*INFORMATION GIVEN*:
start

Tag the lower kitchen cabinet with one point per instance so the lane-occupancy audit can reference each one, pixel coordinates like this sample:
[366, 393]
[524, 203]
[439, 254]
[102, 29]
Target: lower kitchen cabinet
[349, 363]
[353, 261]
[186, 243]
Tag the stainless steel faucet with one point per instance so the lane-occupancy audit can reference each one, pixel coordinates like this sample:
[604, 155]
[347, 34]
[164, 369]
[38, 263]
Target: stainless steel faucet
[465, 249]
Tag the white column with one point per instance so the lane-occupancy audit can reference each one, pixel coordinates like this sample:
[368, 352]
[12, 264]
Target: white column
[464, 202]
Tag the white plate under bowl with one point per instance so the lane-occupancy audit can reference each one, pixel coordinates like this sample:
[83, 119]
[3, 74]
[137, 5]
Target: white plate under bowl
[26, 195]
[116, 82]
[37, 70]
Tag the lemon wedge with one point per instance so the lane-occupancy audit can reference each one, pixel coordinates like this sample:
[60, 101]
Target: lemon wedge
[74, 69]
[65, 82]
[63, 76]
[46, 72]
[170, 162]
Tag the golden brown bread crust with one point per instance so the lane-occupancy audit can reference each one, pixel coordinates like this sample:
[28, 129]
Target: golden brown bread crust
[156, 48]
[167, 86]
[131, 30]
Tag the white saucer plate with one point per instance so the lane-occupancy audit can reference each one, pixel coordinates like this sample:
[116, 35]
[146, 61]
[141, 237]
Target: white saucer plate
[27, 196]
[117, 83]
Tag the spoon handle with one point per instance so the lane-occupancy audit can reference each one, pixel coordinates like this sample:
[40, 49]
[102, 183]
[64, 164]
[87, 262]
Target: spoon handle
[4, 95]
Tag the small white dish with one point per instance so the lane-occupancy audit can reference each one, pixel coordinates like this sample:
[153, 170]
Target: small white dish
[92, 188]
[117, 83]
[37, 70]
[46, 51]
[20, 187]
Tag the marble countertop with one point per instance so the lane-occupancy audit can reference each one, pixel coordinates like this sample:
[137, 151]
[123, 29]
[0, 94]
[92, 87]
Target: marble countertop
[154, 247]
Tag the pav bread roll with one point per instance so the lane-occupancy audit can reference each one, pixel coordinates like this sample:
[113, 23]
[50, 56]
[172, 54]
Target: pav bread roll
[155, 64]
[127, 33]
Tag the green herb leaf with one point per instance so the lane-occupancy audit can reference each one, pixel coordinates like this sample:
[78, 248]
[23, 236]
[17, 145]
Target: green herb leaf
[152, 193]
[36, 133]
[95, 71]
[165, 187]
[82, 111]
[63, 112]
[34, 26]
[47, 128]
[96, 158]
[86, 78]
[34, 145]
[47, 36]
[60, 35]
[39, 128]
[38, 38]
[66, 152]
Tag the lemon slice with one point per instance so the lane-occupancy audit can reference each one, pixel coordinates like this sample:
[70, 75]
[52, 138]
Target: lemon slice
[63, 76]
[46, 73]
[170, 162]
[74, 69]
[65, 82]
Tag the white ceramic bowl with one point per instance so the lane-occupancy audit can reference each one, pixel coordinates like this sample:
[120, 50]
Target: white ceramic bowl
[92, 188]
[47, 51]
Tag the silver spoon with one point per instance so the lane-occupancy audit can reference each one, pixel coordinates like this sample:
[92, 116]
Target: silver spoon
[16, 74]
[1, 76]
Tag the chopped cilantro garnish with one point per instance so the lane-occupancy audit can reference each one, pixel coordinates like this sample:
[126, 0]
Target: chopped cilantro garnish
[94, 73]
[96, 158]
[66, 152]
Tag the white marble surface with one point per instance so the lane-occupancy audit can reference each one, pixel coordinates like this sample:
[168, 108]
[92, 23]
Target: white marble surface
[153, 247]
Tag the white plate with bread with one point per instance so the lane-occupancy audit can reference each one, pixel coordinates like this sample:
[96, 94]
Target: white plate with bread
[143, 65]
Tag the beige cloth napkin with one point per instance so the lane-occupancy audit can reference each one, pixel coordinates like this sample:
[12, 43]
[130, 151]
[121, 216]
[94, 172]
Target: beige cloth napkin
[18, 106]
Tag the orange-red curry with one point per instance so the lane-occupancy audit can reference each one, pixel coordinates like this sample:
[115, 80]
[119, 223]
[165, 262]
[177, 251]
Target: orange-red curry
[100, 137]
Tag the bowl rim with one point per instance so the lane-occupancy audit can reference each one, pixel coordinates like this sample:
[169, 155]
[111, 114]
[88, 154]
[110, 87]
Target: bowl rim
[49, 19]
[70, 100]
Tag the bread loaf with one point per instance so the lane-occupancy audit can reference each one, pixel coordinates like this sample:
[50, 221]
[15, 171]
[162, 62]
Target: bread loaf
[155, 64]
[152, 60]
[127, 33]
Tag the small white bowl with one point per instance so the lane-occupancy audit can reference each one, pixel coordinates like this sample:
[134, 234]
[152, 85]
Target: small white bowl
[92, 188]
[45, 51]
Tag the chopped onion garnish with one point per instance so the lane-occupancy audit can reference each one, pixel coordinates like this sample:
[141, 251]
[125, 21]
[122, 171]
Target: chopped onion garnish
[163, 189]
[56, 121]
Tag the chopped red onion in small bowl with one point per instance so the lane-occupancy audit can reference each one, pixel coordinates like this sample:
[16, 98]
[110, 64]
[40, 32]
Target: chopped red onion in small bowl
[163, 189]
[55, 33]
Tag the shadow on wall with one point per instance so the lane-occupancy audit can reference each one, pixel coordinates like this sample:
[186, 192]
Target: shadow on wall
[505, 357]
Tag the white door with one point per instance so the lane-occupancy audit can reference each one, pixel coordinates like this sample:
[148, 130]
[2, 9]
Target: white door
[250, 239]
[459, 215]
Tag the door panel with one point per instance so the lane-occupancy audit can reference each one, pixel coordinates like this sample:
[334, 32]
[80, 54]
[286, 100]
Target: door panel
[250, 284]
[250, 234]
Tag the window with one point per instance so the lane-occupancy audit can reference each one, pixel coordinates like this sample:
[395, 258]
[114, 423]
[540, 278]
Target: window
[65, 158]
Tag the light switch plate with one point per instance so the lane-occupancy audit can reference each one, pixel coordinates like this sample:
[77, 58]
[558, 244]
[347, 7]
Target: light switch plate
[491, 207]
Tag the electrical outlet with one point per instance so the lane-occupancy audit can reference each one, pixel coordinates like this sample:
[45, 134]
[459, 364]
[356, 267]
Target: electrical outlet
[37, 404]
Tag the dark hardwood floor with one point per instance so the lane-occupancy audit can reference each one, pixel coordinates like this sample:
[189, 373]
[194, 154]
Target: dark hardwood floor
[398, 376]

end

*THE EXERCISE*: Retype the material in full, character for character.

*EXERCISE RESULT*:
Tag the lower kitchen cabinet with one point per instance so the lane-occupancy audit can reference each one, pixel coordinates like this sample:
[366, 393]
[524, 203]
[439, 254]
[102, 29]
Target: lower kitchen cabinet
[349, 363]
[353, 261]
[186, 243]
Tag the stainless steel faucet with one point per instance so the lane-occupancy audit can reference each one, pixel coordinates like this sample:
[604, 155]
[347, 34]
[164, 369]
[38, 263]
Target: stainless steel faucet
[465, 249]
Tag the white column with one point per instance so the lane-occupancy audit can reference each one, pixel coordinates like this sample:
[368, 352]
[12, 264]
Target: white column
[464, 202]
Tag the white plate under bowl with one point per instance so the lane-occupancy audit can reference each one, pixel coordinates like this sample:
[83, 119]
[3, 74]
[137, 5]
Target: white plate under bowl
[26, 195]
[116, 82]
[37, 70]
Tag the lemon wedge with one point per instance so the lane-occupancy audit can reference each one, pixel coordinates like this sample:
[60, 101]
Target: lemon wedge
[74, 69]
[65, 82]
[63, 76]
[46, 72]
[170, 162]
Tag the golden brown bread crust with one point per instance so the lane-occupancy audit can reference each one, pixel coordinates like this sample:
[28, 129]
Target: golden brown bread crust
[156, 48]
[167, 86]
[131, 30]
Tag the white saucer plate with one point per instance so the lane-occupancy audit can reference each one, pixel coordinates like this sample:
[116, 35]
[146, 61]
[141, 237]
Target: white saucer plate
[27, 196]
[117, 83]
Tag the spoon handle with one point per instance so the lane-occupancy audit can reference each one, pixel coordinates like this sample:
[40, 49]
[102, 183]
[64, 164]
[87, 262]
Target: spoon handle
[4, 95]
Tag the small white dish with one point per instance so the lane-occupancy audit can reference each one, pixel coordinates like this sample:
[153, 170]
Target: small white dish
[92, 188]
[117, 83]
[37, 70]
[46, 51]
[20, 187]
Tag the marble countertop with one point per instance so the lane-occupancy audit can reference each one, pixel coordinates like this sample:
[137, 151]
[123, 29]
[0, 94]
[92, 87]
Target: marble countertop
[154, 247]
Tag the pav bread roll with one point per instance so the lane-occupancy audit can reference each one, pixel coordinates like this sample:
[113, 23]
[50, 56]
[172, 54]
Target: pav bread roll
[155, 64]
[127, 33]
Tag the green herb leaf with one point per instance so the lane-occupancy audit can reference each one, pixel coordinates like this sample:
[78, 248]
[23, 236]
[17, 145]
Target: green herb leaf
[152, 193]
[36, 133]
[95, 71]
[165, 187]
[82, 111]
[63, 112]
[34, 26]
[47, 128]
[96, 158]
[86, 78]
[34, 145]
[47, 36]
[60, 35]
[39, 128]
[38, 38]
[66, 152]
Tag the lemon slice with one point per instance so the lane-occupancy audit can reference each one, pixel coordinates like this sample:
[70, 75]
[52, 138]
Target: lemon slice
[63, 76]
[46, 73]
[170, 162]
[74, 69]
[65, 82]
Tag the white ceramic bowl with one point per instance so the lane-occupancy audit can reference each one, pixel coordinates like this sample:
[120, 50]
Target: white ceramic bowl
[92, 188]
[47, 51]
Tag the silver spoon with one point per instance so the lane-occupancy audit can reference each one, pixel coordinates like this sample:
[92, 116]
Target: silver spoon
[16, 74]
[1, 76]
Tag the chopped cilantro garnish with one point per instance so the lane-occupancy audit can reference each one, pixel coordinates like this sample:
[126, 0]
Target: chopped cilantro garnish
[94, 73]
[96, 158]
[66, 152]
Tag the white marble surface with one point per instance so the lane-occupancy audit can reference each one, pixel coordinates like this sample:
[168, 108]
[92, 23]
Target: white marble surface
[153, 247]
Tag the white plate with bread with one point per instance so the lane-occupancy audit can reference each one, pixel coordinates like this sample:
[96, 94]
Target: white plate with bread
[143, 65]
Tag the beige cloth napkin with one point per instance so the lane-occupancy audit can reference each one, pixel coordinates like this sample:
[12, 43]
[130, 151]
[121, 216]
[94, 172]
Target: beige cloth napkin
[18, 106]
Tag the orange-red curry with one point per instance so the lane-occupancy audit can reference each one, pixel coordinates like this sample:
[115, 80]
[119, 223]
[165, 262]
[177, 251]
Target: orange-red curry
[100, 137]
Tag the bowl rim with one point per instance so the lane-occupancy audit can reference each one, pixel coordinates like this sample:
[169, 155]
[111, 114]
[88, 154]
[110, 87]
Target: bowl rim
[49, 19]
[70, 100]
Tag the bread loaf with one point per instance so the lane-occupancy audit can reference each one, pixel coordinates like this sample:
[50, 221]
[15, 171]
[162, 62]
Target: bread loaf
[155, 64]
[152, 60]
[127, 33]
Tag the small white bowl with one point per instance so the lane-occupancy audit can reference each one, pixel coordinates like this sample:
[134, 234]
[152, 85]
Target: small white bowl
[92, 188]
[45, 51]
Tag the chopped onion garnish with one point per instance so the lane-occupancy audit can reference each one, pixel coordinates like this sample:
[141, 251]
[125, 21]
[122, 171]
Target: chopped onion garnish
[163, 189]
[56, 121]
Tag the chopped red onion in small bowl with one point per instance so the lane-occupancy audit can reference each one, pixel coordinates like this sample:
[16, 98]
[110, 64]
[40, 32]
Target: chopped red onion in small bowl
[163, 189]
[55, 33]
Tag the shadow on wall with one point per instance so the lane-occupancy audit can reference each one, pixel coordinates like this sample:
[186, 192]
Target: shadow on wall
[505, 357]
Tag the white door with one point per instance so the lane-occupancy audit can reference each one, pixel coordinates like this sample:
[148, 130]
[2, 9]
Target: white door
[250, 239]
[459, 215]
Tag the door panel with one point per instance so the lane-occupancy audit can reference each one, pixel coordinates like this sample:
[334, 32]
[80, 54]
[286, 100]
Target: door panel
[250, 284]
[250, 234]
Tag the window with one point per instance so the lane-occupancy audit can reference each one, pixel coordinates like this sample:
[395, 258]
[114, 423]
[540, 278]
Target: window
[65, 158]
Tag the light switch plate with one point per instance so the lane-occupancy audit can reference each one, pixel coordinates like this sample:
[77, 58]
[558, 244]
[347, 7]
Target: light switch plate
[491, 207]
Tag the electrical outlet with one point per instance so the lane-occupancy audit can reference each one, pixel coordinates like this sample:
[45, 134]
[459, 364]
[356, 267]
Target: electrical outlet
[37, 404]
Tag the dark hardwood floor with one point per instance so the lane-occupancy audit can reference each one, pixel coordinates like this sample:
[189, 373]
[194, 154]
Target: dark hardwood floor
[398, 376]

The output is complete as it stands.